Because of 2 sudden cardiac arrests in our family, I was also considered for an ICD. So I decided to have the HIS ablation performed as well. The key factor was that I could stop taking Amiodarone. If I can’t do so much anymore, at least let me enjoy the sun again! Unfortunately, the HIS ablation did not bring the progress I hoped for. However, I finally had peace of mind again because due to the atrial fibrillation, I could feel my heart beating continuously throughout my body… and that with 150 to 200 beats per minute!
Unconscious
We got into calmer waters and our lives rippled on. Until it went wrong again in the summer of 2013… Michel was lying in the street again and had to be reanimated! Later, it turned out that the arrhythmia had remained below the settings of the ICD, so his ICD had not intervened. But again, thank God, there were people around who knew what to do. Michel’s beta-blockers were increased again, the ICD was adjusted differently and, as no delirium followed, Michel was allowed to go home after just 3 days. A few weeks later, we went on holiday. We went to the sun for the first time because the Amiodarone had finally left my body after 3 years.
With a thick medical chart of Michel, we took the plane to Spain. Already on the second day it went wrong, but this time not with Michel…. but with me! I felt myself very scared and sat down on the ground. But it went away again; nothing wrong. “Must be the heat” we thought. A few days later, in the cool of our flat, it went wrong again. But now, I really fell unconscious. When I regained consciousness, I immediately reached for my ICD. “Your ICD has intervened,” my husband said. “No,” I said. I couldn’t believe that I had also had a life-threatening arrhythmia. The hospital in Spain had no equipment to read the ICD and after a night’s observation, we were allowed to continue our holiday.
However, we still had a lot of anxiety because we still didn’t know the cause of my fainting moments.

_Supplied information_:
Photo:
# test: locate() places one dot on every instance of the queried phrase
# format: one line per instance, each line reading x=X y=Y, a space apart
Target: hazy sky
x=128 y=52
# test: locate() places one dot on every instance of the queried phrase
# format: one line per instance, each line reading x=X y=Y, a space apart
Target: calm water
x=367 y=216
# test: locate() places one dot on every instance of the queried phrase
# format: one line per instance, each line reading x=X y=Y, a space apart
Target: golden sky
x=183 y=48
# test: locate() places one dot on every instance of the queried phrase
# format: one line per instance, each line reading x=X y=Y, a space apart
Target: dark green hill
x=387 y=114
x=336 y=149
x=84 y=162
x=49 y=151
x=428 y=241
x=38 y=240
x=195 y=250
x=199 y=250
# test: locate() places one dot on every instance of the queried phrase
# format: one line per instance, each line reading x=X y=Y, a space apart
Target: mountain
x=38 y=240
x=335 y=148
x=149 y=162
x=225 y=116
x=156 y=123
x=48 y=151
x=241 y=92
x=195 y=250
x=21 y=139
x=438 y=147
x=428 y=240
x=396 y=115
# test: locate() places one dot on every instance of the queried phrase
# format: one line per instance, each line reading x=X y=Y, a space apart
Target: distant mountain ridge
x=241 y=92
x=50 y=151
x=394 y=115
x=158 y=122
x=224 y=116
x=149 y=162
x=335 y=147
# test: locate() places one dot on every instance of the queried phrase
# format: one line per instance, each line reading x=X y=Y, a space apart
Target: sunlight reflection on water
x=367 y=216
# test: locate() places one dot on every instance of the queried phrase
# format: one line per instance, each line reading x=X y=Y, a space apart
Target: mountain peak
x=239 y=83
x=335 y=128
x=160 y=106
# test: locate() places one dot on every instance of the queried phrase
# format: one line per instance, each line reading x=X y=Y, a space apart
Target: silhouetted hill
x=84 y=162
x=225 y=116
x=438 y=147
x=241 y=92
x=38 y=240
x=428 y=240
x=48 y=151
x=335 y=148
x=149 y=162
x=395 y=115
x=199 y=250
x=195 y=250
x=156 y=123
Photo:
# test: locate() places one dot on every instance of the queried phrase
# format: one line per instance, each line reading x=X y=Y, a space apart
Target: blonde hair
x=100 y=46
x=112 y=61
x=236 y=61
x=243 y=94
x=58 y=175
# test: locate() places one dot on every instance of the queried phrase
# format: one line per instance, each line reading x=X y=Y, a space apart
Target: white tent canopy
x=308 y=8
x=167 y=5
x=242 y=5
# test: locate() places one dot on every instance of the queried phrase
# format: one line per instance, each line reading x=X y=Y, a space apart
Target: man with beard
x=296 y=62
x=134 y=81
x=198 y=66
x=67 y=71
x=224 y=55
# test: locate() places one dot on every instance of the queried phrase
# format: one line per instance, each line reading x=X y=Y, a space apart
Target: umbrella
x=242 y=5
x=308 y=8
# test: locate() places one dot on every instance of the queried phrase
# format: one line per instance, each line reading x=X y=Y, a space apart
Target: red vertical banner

_Task details_: Carry on the personal account of living with heart arrhythmias and ICDs, picking up after its final sentence.

_Answer space_:
When we got home, we immediately made an appointment to have my ICD checked. I rarely have had such a hangover from an outpatient appointment! The ICD was read and 2 life-threatening arrhythmias were detected. The first was corrected by overpacing and the second by shock. The reaction of the ICD Technician was something like: “Your ICD has saved your life. When is the next appointment with your Cardiologist? In 2 months? If necessary, they will contact you sooner. Goodbye!”… and there I was.
Totally overwhelmed by 2 arrhythmias and the Technician who handled them so easily.
Did she not understand that this can be very shocking for a patient?
"Carpe Diem"
I was very upset, but fortunately, I met a Nurse Specialist whom I knew well. She helped me and arranged a brief consultation with a Cardiologist. He prescribed beta-blockers for me. At least now, I had the idea that something was happening, that someone understood my worries and fears.
But then, you’re not there yet. Usually always positive and never complaining, I suddenly became very afraid. I didn’t trust my body at all anymore, and didn’t dare to be alone at all. I wasn’t allowed to drive for the first 2 months, but after that, I simply was scared to drive. What if it happens again when the children are in the car? The fear just grew up, but it never went away completely.
I tried to think soberly and rationally. Hey, don’t whine, that’s what the ICD is for! And it works, what more could you ask for? Michel was still unsure that the ICD might not work again the next time he had a cardiac arrest. “Fortunately”, that wasn’t necessary, because he had already received 2 legitimate shocks from his ICD. I have now myself received a donor heart, so HCM is “history” for me.
But Michel still has to deal with it. He is now 20 years old and did not have any arrhythmia for about 4 years, so that is good news. But he has to take a lot of medications and barely can exercise. He will probably need a donor heart one day… but until then, we say “Carpe diem” (“seize the day”) every day!